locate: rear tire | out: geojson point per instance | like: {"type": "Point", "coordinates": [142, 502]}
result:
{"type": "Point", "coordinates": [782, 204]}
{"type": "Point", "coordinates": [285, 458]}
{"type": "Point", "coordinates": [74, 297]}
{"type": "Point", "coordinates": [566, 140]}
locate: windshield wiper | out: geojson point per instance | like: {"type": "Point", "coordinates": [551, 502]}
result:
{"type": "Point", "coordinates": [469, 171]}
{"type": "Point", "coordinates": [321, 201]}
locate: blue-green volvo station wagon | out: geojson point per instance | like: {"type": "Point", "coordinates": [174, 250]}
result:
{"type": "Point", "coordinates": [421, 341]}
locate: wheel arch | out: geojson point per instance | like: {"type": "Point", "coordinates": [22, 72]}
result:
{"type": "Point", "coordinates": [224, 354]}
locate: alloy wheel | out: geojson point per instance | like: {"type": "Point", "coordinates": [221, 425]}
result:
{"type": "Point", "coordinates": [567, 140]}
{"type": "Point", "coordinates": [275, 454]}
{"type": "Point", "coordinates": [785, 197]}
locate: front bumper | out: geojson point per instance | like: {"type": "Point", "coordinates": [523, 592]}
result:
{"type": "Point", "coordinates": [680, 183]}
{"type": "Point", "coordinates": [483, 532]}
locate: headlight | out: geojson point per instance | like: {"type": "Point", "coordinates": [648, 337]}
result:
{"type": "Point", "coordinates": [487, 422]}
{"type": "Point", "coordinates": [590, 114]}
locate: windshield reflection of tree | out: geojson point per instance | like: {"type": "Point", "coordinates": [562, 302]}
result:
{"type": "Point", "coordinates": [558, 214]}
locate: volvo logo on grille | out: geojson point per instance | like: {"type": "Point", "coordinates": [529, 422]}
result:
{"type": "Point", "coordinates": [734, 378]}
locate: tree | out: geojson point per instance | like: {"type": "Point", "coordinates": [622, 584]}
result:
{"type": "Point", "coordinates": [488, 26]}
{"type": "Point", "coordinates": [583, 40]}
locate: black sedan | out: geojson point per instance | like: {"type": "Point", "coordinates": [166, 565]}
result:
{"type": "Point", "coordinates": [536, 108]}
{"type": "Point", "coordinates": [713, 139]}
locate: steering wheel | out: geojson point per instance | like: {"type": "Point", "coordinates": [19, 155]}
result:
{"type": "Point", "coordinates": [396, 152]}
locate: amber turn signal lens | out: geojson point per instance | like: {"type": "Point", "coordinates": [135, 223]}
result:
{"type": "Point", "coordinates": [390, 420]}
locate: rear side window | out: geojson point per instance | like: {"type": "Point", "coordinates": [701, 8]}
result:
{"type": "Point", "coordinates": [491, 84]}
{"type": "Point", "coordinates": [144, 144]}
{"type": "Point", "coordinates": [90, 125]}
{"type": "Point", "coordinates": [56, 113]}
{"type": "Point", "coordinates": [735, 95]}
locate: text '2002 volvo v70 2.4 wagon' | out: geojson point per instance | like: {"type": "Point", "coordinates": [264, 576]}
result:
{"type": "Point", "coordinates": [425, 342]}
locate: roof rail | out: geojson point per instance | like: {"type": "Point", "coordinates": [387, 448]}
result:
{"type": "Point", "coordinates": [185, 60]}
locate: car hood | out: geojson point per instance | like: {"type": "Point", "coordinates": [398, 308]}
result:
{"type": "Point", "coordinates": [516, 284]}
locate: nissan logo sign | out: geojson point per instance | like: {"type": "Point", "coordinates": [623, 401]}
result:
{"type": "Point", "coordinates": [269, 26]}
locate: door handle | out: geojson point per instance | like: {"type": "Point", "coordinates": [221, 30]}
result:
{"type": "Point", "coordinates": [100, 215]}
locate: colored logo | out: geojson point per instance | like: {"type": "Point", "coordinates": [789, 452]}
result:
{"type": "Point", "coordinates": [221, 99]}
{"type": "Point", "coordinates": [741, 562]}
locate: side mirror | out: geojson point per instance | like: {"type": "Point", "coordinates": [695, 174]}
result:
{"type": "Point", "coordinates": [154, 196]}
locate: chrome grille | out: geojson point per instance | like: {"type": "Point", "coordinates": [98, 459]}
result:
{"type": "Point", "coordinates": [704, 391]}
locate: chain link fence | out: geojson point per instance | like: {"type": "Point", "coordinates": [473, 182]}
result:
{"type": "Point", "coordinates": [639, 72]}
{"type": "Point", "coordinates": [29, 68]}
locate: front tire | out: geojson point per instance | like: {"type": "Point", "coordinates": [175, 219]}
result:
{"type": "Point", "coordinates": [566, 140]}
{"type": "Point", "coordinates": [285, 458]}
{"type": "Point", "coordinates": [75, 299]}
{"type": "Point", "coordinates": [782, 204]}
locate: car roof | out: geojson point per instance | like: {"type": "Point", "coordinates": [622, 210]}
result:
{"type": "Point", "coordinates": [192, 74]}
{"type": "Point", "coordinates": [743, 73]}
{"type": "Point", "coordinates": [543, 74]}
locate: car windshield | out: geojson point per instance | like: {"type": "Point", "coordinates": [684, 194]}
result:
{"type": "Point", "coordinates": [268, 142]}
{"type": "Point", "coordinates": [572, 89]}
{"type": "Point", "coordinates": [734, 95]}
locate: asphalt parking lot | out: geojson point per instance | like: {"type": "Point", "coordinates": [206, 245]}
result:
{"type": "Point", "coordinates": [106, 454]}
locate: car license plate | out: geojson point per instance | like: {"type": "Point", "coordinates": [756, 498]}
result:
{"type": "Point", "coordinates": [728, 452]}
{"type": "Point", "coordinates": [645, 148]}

REQUIRED ACTION:
Take the data above and return it exactly.

YOUR SOLUTION:
locate: rear tire | out: geojson point per instance | like: {"type": "Point", "coordinates": [142, 502]}
result:
{"type": "Point", "coordinates": [782, 204]}
{"type": "Point", "coordinates": [285, 458]}
{"type": "Point", "coordinates": [74, 297]}
{"type": "Point", "coordinates": [566, 140]}
locate: windshield wiper | out: geojson point per instance | like: {"type": "Point", "coordinates": [551, 502]}
result:
{"type": "Point", "coordinates": [469, 171]}
{"type": "Point", "coordinates": [321, 201]}
locate: blue-green volvo station wagon | out: geojson point per instance | like: {"type": "Point", "coordinates": [174, 250]}
result:
{"type": "Point", "coordinates": [421, 341]}
locate: wheel arch | out: geojson point per instance | like: {"type": "Point", "coordinates": [22, 72]}
result:
{"type": "Point", "coordinates": [224, 354]}
locate: alloy wheel | out: geojson point per instance | like: {"type": "Point", "coordinates": [221, 425]}
result:
{"type": "Point", "coordinates": [567, 140]}
{"type": "Point", "coordinates": [275, 454]}
{"type": "Point", "coordinates": [785, 197]}
locate: front bumper | out: geojson point per instance | like: {"type": "Point", "coordinates": [523, 592]}
result:
{"type": "Point", "coordinates": [680, 183]}
{"type": "Point", "coordinates": [483, 532]}
locate: headlight | out: geojson point per instance | like: {"type": "Point", "coordinates": [648, 337]}
result:
{"type": "Point", "coordinates": [487, 422]}
{"type": "Point", "coordinates": [590, 114]}
locate: windshield reflection of tree | out: geojson point per instance | like: {"type": "Point", "coordinates": [562, 302]}
result:
{"type": "Point", "coordinates": [558, 214]}
locate: volvo logo on grille | out: geojson point per instance | like: {"type": "Point", "coordinates": [529, 422]}
result:
{"type": "Point", "coordinates": [734, 378]}
locate: tree | out: geojson point per instance | like: {"type": "Point", "coordinates": [622, 584]}
result:
{"type": "Point", "coordinates": [488, 26]}
{"type": "Point", "coordinates": [583, 40]}
locate: black sedan | out: geojson point per instance | like: {"type": "Point", "coordinates": [166, 565]}
result:
{"type": "Point", "coordinates": [536, 108]}
{"type": "Point", "coordinates": [713, 139]}
locate: steering wheel | out: geojson point per instance | like: {"type": "Point", "coordinates": [19, 155]}
result:
{"type": "Point", "coordinates": [396, 152]}
locate: amber turn signal lens | out: geojson point per instance | like: {"type": "Point", "coordinates": [135, 223]}
result:
{"type": "Point", "coordinates": [390, 420]}
locate: rear side window | out: geojson point per instance | like: {"type": "Point", "coordinates": [701, 8]}
result:
{"type": "Point", "coordinates": [491, 84]}
{"type": "Point", "coordinates": [144, 144]}
{"type": "Point", "coordinates": [90, 125]}
{"type": "Point", "coordinates": [56, 113]}
{"type": "Point", "coordinates": [735, 95]}
locate: text '2002 volvo v70 2.4 wagon' | out: geojson point per instance | like: {"type": "Point", "coordinates": [264, 576]}
result:
{"type": "Point", "coordinates": [425, 342]}
locate: roof rail | out: geojson point per instance | like: {"type": "Point", "coordinates": [387, 448]}
result:
{"type": "Point", "coordinates": [185, 60]}
locate: car hood | out: geojson point per instance | like: {"type": "Point", "coordinates": [398, 308]}
result:
{"type": "Point", "coordinates": [516, 284]}
locate: nissan logo sign | out: geojson point per instance | like: {"type": "Point", "coordinates": [623, 401]}
result:
{"type": "Point", "coordinates": [269, 26]}
locate: door handle | out: geojson point per instance | like: {"type": "Point", "coordinates": [221, 30]}
result:
{"type": "Point", "coordinates": [100, 215]}
locate: colored logo | out: geojson point per instance | like: {"type": "Point", "coordinates": [789, 452]}
result:
{"type": "Point", "coordinates": [221, 99]}
{"type": "Point", "coordinates": [741, 562]}
locate: side mirror | out: geojson point per instance | like: {"type": "Point", "coordinates": [695, 174]}
result:
{"type": "Point", "coordinates": [154, 196]}
locate: chrome grille | out: geojson point per instance | like: {"type": "Point", "coordinates": [98, 459]}
result:
{"type": "Point", "coordinates": [704, 391]}
locate: chain link fence | out: geojson point per instance | like: {"type": "Point", "coordinates": [473, 182]}
result:
{"type": "Point", "coordinates": [639, 72]}
{"type": "Point", "coordinates": [29, 68]}
locate: front tire | out: geojson point per instance | like: {"type": "Point", "coordinates": [175, 219]}
result:
{"type": "Point", "coordinates": [566, 140]}
{"type": "Point", "coordinates": [285, 458]}
{"type": "Point", "coordinates": [75, 299]}
{"type": "Point", "coordinates": [782, 204]}
locate: car roof | out: geojson point per instance | like: {"type": "Point", "coordinates": [622, 210]}
result:
{"type": "Point", "coordinates": [192, 74]}
{"type": "Point", "coordinates": [743, 73]}
{"type": "Point", "coordinates": [543, 74]}
locate: car windshield | out: geojson point per instance | like: {"type": "Point", "coordinates": [684, 194]}
result:
{"type": "Point", "coordinates": [268, 142]}
{"type": "Point", "coordinates": [572, 89]}
{"type": "Point", "coordinates": [734, 95]}
locate: asphalt parking lot | out: geojson point per instance | like: {"type": "Point", "coordinates": [206, 245]}
result:
{"type": "Point", "coordinates": [106, 454]}
locate: car license plate | out: geojson point per instance | like: {"type": "Point", "coordinates": [756, 498]}
result:
{"type": "Point", "coordinates": [728, 452]}
{"type": "Point", "coordinates": [645, 148]}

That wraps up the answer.